**Exercise data**
§
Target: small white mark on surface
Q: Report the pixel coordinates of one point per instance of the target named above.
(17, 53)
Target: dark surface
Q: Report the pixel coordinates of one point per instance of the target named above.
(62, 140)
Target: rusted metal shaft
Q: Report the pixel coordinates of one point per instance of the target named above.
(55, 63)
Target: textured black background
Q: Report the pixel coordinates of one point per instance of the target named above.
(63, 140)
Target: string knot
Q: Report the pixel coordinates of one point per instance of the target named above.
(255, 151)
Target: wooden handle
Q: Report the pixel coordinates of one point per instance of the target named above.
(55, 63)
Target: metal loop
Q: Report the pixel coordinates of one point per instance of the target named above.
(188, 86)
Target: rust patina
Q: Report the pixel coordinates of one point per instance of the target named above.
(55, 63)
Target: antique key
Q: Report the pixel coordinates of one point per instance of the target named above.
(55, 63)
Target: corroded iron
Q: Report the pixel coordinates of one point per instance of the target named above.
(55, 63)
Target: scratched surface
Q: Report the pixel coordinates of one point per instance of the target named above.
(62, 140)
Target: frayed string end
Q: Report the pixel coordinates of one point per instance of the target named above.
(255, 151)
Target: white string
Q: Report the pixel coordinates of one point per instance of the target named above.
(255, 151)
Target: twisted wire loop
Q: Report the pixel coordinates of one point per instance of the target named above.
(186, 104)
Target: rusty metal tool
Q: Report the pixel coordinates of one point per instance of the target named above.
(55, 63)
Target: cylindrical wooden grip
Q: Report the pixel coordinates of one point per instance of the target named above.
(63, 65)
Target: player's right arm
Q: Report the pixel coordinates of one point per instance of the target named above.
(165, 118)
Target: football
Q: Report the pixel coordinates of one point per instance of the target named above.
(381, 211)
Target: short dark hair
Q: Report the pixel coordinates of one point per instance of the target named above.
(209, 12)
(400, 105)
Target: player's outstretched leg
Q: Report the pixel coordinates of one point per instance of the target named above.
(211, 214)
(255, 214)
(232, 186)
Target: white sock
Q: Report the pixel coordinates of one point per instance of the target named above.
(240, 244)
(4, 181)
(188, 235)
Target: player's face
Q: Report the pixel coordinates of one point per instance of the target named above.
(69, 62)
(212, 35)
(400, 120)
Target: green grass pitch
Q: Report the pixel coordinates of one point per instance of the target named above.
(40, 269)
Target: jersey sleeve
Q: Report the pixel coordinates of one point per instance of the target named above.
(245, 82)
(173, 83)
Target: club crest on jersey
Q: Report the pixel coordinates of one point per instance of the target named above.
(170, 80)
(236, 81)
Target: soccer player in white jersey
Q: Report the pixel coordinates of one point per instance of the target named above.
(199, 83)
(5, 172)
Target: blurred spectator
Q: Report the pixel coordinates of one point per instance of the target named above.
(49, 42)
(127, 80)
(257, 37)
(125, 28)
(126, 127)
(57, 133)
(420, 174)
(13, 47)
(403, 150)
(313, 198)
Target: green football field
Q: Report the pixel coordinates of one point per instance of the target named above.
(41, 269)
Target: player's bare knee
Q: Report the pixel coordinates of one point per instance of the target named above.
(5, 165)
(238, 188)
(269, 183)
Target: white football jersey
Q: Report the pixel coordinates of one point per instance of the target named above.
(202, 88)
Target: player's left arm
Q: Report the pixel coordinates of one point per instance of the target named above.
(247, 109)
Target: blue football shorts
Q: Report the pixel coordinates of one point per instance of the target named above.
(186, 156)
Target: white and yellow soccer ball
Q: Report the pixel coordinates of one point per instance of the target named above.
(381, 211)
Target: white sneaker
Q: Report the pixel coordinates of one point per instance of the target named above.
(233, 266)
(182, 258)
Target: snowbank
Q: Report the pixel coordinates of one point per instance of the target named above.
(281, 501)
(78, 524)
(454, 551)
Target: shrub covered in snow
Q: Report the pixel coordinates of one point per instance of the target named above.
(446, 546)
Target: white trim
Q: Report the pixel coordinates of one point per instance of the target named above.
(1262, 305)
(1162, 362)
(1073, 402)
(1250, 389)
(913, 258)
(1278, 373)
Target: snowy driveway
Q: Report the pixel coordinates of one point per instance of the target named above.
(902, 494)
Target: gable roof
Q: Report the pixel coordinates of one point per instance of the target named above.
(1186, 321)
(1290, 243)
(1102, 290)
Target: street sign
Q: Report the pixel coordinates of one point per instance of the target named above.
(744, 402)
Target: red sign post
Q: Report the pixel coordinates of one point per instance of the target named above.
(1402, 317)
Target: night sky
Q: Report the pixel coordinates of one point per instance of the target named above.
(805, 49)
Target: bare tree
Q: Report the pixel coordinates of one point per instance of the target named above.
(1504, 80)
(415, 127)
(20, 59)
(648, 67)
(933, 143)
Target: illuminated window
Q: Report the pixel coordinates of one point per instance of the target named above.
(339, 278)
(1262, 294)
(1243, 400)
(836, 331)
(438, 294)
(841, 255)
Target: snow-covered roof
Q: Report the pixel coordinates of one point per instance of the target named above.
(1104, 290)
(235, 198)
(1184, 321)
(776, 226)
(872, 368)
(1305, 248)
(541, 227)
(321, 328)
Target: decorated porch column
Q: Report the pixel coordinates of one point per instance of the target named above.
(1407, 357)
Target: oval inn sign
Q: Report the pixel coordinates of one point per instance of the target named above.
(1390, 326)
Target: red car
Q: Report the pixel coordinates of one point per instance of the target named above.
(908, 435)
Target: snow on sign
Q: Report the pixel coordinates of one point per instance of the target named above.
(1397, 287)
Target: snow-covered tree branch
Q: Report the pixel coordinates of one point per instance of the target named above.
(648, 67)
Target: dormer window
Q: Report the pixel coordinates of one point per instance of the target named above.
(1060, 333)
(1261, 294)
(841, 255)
§
Give back the lines above exactly, from the one with "Target: shrub covered in snow" through the last line.

Target: shrub covered in snow
Q: Report the pixel coordinates of one point per instance of the target named above.
(446, 546)
Target: white trim
Q: Report the pixel coordinates of one point per instance of the target named above.
(1262, 305)
(1162, 362)
(1073, 402)
(1250, 389)
(913, 258)
(1278, 373)
Target: snowy driveway
Q: Report the pixel coordinates of one point per instance of the target named above.
(902, 494)
Target: gable roof
Q: Report the pixel coordinates of one point per instance of the target named above.
(1186, 321)
(1290, 243)
(1102, 290)
Target: street sign
Q: Report the pixel coordinates of one point per instance of the target named above.
(744, 402)
Target: red sign post
Q: Report the pixel coordinates of one point per instance of the target named above.
(1402, 317)
Target: night sky
Q: Report the pixel coordinates of one point per instance of the target named above.
(805, 49)
Target: bare tree
Q: Report the pixel coordinates of one point per instance of the target named above.
(1504, 80)
(415, 127)
(20, 59)
(648, 67)
(933, 143)
Target: illuminated window
Q: Report the pixel coordinates of one point per instance of the target named above.
(339, 278)
(1262, 294)
(1243, 400)
(836, 331)
(438, 294)
(841, 255)
Target: snow-covered roof
Q: Report the pixel coordinates of one point per instance of the target named above.
(1104, 290)
(235, 198)
(1184, 321)
(776, 226)
(872, 368)
(1305, 248)
(541, 227)
(321, 328)
Target: decorated porch column
Q: Report the pixel coordinates of one point per instance of the target named above.
(1407, 357)
Target: oval inn sign
Q: Report the pixel coordinates of one point per instance of the target named above.
(1390, 326)
Target: red car
Q: Report the pixel coordinates of one point per instance of the target named above.
(908, 435)
Target: snow on sign
Q: Report the pixel coordinates of one point per instance of the target named above.
(1397, 287)
Target: snow-covered tree branch
Q: Report the pixel coordinates of one point per instance of the target named above.
(648, 67)
Target: dormer window
Q: Report the pixel coordinates of one point per instance of the target named above.
(1060, 333)
(1261, 294)
(841, 255)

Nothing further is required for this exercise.